(EXTRACTED DATA)
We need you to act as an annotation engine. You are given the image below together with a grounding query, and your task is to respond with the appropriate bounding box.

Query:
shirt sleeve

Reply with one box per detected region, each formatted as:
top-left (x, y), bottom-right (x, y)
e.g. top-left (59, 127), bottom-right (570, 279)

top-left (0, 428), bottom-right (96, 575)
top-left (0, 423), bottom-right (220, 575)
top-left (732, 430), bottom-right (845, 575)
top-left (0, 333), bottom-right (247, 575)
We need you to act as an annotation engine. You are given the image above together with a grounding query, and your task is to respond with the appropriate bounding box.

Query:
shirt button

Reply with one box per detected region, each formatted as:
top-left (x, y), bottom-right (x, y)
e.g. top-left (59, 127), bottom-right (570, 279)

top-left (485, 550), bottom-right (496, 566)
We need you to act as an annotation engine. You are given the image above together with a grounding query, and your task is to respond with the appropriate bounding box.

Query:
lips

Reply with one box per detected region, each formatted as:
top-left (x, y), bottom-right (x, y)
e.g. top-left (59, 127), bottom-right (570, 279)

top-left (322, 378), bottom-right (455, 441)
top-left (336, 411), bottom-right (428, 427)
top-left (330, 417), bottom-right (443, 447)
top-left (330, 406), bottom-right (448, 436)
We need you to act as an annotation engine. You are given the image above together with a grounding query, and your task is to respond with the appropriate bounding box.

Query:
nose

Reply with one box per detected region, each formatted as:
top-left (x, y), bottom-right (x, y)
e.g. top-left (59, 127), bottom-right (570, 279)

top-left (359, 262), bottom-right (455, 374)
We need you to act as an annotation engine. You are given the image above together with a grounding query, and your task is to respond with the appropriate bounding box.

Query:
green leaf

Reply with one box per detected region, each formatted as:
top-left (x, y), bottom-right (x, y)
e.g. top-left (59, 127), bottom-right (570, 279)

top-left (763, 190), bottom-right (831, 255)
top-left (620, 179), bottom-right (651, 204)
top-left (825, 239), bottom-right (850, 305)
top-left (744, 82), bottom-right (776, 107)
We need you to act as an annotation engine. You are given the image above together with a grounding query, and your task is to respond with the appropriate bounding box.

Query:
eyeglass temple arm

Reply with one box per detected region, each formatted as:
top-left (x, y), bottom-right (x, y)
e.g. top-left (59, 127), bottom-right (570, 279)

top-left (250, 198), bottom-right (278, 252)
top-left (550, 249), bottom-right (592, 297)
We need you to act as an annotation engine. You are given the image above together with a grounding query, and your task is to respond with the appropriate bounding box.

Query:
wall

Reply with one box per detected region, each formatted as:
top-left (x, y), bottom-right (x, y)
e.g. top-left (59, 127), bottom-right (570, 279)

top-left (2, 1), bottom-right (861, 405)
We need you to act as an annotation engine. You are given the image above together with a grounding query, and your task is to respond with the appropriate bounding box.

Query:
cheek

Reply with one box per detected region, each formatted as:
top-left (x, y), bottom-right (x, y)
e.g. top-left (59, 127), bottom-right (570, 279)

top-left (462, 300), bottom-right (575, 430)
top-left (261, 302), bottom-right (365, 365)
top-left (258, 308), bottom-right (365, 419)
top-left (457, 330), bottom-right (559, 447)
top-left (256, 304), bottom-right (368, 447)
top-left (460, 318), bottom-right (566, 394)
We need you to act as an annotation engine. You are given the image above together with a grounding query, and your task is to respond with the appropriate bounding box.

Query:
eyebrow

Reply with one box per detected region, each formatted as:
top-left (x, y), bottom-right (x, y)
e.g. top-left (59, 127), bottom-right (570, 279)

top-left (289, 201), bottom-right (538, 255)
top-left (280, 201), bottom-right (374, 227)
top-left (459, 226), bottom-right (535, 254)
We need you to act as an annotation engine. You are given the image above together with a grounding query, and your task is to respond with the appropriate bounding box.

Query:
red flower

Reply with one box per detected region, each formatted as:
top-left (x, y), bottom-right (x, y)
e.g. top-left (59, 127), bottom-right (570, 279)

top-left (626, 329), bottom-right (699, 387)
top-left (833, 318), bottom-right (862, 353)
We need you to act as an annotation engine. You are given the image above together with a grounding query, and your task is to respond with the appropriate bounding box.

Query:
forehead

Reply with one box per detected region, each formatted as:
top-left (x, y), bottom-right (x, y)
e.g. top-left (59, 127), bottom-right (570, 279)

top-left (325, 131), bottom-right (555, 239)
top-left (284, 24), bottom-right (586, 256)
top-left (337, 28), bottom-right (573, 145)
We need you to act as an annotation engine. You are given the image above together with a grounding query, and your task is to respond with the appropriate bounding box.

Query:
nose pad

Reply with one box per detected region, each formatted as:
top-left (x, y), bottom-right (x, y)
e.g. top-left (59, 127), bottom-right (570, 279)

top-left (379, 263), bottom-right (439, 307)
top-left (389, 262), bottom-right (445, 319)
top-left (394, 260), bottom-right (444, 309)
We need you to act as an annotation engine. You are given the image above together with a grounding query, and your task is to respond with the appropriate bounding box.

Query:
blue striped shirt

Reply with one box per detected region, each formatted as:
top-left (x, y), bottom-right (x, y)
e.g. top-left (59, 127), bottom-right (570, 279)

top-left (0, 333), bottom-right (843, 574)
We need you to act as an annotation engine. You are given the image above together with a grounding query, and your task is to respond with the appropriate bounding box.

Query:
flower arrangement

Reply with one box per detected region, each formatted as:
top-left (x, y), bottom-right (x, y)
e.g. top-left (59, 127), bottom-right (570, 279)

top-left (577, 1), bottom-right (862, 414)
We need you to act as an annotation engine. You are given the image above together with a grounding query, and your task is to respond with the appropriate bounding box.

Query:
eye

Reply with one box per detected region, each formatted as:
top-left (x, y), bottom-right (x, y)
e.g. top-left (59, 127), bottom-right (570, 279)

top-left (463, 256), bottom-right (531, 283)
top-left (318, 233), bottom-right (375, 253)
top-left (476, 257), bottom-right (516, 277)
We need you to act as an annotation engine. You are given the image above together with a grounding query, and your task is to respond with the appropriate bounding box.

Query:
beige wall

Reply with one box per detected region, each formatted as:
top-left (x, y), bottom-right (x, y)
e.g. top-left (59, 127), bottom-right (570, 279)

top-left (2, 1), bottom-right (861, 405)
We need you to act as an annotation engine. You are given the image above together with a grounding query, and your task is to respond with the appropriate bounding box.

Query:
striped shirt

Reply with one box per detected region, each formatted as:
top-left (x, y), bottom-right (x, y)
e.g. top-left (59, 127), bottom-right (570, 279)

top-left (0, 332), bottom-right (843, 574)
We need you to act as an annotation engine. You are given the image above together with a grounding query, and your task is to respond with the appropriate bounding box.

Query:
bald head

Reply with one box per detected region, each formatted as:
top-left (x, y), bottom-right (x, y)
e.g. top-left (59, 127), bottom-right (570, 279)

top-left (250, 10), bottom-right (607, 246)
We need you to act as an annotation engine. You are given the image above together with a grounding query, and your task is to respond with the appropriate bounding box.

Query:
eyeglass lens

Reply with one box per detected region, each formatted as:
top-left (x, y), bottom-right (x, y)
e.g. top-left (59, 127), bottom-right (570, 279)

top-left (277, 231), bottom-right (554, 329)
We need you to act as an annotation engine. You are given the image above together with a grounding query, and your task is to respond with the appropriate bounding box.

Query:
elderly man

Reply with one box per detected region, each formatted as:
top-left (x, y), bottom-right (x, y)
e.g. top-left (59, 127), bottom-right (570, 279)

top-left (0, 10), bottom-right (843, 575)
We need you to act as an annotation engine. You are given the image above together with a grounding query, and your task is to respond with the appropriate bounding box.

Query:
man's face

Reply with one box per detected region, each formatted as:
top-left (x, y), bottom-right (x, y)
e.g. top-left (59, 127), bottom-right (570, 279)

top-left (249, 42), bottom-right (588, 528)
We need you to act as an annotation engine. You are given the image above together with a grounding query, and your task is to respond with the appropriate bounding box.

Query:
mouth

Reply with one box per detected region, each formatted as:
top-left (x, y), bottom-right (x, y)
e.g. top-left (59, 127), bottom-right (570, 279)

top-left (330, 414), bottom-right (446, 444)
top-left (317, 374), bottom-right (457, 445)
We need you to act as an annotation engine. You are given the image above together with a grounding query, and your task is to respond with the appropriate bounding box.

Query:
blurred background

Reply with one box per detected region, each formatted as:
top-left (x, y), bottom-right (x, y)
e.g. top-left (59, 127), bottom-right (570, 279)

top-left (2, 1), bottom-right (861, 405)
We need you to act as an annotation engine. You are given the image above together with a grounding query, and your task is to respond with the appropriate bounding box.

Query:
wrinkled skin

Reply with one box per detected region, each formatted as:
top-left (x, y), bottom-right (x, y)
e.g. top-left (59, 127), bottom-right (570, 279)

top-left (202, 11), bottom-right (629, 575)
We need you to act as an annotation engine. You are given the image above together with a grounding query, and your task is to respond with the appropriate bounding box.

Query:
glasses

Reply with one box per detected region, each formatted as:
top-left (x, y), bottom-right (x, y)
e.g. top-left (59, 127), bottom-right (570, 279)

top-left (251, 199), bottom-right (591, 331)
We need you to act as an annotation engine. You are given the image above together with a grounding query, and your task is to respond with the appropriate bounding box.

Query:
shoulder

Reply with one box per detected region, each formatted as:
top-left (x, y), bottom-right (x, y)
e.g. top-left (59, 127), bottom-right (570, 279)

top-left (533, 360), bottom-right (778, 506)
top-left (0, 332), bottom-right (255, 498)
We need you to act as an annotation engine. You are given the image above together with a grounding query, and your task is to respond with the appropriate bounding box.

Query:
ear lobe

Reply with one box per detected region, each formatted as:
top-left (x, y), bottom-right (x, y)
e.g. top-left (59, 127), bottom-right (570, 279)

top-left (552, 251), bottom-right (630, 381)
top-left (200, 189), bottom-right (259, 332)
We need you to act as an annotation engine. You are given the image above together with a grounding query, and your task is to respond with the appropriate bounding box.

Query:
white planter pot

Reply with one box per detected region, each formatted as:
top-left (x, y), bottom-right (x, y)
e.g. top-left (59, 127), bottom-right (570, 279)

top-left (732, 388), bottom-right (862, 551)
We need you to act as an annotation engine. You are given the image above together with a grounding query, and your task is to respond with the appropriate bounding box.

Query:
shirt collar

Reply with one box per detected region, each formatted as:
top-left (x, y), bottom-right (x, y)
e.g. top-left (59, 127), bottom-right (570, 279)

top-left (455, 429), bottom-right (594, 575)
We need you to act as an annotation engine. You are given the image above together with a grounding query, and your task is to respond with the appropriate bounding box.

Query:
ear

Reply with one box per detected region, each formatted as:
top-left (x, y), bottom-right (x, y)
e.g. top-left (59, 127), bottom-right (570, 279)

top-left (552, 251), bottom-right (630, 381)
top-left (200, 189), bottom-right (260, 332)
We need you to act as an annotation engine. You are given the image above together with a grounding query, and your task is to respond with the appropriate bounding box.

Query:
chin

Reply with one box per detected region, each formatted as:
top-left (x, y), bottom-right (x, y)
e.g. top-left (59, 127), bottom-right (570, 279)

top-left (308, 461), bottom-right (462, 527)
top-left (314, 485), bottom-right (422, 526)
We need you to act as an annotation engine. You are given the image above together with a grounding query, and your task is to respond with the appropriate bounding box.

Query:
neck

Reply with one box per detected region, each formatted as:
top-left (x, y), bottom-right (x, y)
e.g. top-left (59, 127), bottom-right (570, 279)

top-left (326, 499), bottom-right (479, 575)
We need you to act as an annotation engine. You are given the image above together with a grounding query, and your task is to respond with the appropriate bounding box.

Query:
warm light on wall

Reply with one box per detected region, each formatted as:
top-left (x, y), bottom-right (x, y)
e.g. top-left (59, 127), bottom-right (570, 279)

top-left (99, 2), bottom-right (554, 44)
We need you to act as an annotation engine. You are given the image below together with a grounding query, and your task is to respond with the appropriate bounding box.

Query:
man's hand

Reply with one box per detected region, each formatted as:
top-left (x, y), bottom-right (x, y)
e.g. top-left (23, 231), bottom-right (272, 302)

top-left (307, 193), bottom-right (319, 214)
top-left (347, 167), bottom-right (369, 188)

(TASK DESCRIPTION) Among the entries above, identify all lines with "shirt" and copy them.

(ANSWER TO THIS EXERCISE)
shirt sleeve
shirt button
blue striped shirt
striped shirt
shirt collar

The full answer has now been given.